§ Exercise goal
Copy every line of the entries that includes the word "blue".

§ Referring expression data
———

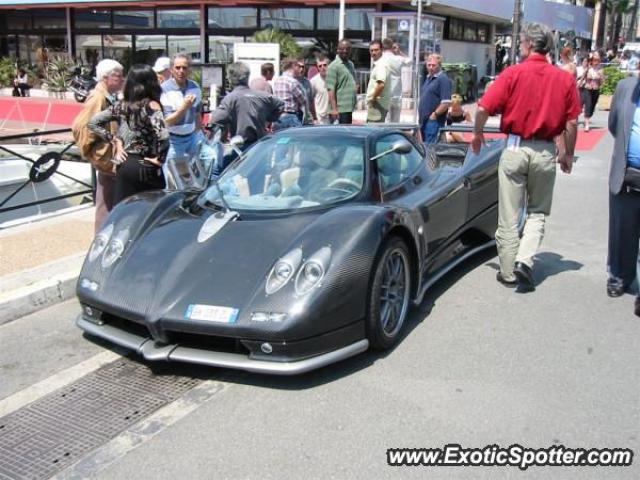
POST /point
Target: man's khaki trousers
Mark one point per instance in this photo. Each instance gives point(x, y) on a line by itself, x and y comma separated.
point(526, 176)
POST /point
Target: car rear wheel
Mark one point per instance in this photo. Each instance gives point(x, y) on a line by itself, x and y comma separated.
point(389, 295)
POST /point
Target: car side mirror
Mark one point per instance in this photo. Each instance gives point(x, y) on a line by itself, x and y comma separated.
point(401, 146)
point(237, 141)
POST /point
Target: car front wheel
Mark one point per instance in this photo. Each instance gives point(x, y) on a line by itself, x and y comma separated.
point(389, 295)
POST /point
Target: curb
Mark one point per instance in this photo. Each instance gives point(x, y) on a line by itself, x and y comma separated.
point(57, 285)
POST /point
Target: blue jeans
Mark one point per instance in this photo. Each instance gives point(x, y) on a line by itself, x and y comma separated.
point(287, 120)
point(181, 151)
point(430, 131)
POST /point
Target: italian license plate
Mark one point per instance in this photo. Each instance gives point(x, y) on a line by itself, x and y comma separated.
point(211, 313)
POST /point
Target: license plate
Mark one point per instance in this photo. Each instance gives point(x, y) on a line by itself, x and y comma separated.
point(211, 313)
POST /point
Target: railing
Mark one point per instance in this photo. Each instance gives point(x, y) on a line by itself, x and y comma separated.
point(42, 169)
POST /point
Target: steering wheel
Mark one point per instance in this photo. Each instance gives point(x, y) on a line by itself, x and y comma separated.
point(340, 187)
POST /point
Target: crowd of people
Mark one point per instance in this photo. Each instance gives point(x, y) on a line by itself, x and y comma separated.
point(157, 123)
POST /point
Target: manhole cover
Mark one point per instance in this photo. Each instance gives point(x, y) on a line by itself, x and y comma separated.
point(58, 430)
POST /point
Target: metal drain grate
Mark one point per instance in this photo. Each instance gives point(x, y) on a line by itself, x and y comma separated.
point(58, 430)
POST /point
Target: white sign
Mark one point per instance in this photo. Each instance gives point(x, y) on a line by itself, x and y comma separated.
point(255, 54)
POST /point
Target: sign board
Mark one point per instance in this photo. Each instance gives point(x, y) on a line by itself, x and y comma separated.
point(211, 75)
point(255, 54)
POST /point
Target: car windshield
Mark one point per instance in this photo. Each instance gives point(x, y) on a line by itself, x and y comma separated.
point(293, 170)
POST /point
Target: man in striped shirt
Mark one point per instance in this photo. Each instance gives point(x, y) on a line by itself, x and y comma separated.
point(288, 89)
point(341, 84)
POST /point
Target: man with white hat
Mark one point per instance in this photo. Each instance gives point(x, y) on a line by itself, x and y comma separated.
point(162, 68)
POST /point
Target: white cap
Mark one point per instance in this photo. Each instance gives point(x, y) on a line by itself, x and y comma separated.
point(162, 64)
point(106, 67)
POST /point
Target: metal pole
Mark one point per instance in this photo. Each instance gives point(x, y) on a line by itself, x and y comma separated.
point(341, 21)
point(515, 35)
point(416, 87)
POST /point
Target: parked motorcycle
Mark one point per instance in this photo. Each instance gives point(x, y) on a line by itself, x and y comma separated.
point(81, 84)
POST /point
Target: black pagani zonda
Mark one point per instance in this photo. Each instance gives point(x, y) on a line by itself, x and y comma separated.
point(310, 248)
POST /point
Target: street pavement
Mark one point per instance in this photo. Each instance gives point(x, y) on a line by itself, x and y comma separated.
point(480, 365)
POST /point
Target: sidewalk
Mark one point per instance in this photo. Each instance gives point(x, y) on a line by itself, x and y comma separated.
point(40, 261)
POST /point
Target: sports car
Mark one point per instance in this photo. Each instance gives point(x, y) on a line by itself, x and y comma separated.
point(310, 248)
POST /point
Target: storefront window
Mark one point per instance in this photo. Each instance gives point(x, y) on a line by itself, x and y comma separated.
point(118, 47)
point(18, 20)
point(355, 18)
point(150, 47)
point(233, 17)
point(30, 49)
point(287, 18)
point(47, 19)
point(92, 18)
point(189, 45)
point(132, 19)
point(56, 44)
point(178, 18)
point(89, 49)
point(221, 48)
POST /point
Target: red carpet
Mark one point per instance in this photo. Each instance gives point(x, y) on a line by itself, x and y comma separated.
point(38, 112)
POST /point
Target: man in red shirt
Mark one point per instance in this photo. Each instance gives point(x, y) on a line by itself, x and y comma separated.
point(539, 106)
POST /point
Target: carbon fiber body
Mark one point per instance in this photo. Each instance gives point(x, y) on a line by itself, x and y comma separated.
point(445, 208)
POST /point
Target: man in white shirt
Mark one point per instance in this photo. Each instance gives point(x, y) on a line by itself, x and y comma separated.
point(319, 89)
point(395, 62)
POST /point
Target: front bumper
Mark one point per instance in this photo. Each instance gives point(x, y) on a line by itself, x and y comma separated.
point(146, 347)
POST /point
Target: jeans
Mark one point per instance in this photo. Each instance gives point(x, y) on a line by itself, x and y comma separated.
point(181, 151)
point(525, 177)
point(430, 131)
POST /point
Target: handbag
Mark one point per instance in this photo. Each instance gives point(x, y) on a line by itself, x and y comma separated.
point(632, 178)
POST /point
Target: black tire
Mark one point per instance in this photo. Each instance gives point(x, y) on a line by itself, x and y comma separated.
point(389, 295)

———

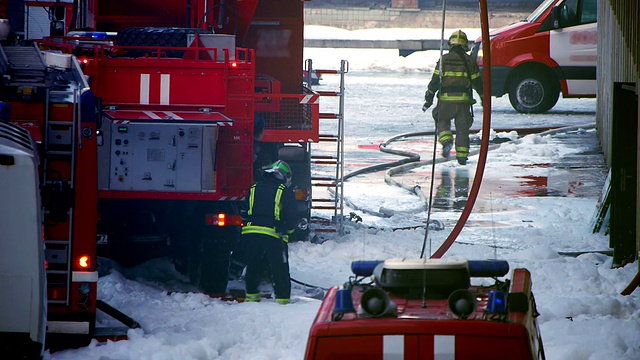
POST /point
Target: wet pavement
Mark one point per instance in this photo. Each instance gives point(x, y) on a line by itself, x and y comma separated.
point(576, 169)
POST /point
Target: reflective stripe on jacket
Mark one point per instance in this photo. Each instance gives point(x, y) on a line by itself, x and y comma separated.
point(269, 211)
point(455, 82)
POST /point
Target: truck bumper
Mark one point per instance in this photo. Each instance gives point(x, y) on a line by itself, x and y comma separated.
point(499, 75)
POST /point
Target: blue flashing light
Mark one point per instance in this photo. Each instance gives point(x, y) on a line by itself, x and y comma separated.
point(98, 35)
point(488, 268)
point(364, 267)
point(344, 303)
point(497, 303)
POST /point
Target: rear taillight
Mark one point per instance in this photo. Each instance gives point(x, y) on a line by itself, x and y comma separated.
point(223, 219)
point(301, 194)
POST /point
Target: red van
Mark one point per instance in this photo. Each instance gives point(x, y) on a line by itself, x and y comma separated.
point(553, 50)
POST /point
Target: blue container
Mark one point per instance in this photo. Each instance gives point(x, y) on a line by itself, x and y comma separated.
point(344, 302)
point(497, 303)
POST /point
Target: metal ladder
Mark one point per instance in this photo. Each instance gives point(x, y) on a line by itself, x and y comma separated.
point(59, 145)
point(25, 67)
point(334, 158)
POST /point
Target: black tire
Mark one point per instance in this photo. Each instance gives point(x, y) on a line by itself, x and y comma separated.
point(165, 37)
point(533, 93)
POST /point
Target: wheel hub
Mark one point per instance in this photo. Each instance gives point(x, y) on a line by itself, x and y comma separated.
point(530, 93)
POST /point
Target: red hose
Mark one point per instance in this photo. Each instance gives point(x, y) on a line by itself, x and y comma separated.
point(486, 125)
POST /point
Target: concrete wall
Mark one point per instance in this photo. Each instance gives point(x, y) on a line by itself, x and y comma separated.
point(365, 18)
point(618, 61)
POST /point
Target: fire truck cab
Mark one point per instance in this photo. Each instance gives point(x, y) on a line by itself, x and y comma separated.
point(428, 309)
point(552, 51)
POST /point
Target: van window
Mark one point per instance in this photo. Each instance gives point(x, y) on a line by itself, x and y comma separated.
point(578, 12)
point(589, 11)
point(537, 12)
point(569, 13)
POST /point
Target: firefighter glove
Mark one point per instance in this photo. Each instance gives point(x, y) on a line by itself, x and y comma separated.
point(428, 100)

———

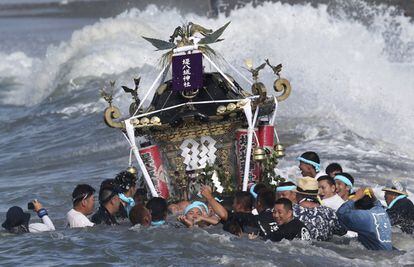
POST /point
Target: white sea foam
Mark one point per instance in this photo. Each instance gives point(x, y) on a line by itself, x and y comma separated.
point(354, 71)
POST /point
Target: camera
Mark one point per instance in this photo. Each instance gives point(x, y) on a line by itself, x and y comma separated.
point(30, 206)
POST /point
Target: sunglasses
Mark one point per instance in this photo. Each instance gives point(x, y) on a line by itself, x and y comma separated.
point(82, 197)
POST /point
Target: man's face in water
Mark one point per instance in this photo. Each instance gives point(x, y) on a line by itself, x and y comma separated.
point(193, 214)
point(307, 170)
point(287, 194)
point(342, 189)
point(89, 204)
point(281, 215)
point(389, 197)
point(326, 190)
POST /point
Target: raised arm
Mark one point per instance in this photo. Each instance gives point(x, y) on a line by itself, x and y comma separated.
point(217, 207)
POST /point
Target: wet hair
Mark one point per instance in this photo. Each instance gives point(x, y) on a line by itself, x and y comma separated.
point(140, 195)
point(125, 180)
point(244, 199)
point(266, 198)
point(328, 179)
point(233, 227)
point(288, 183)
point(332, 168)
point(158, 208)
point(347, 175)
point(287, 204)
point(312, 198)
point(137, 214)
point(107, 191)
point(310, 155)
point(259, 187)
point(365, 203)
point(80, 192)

———

§ Answer for this exercise
Target: blue jeans
Target: blue flashing light
Target: blue container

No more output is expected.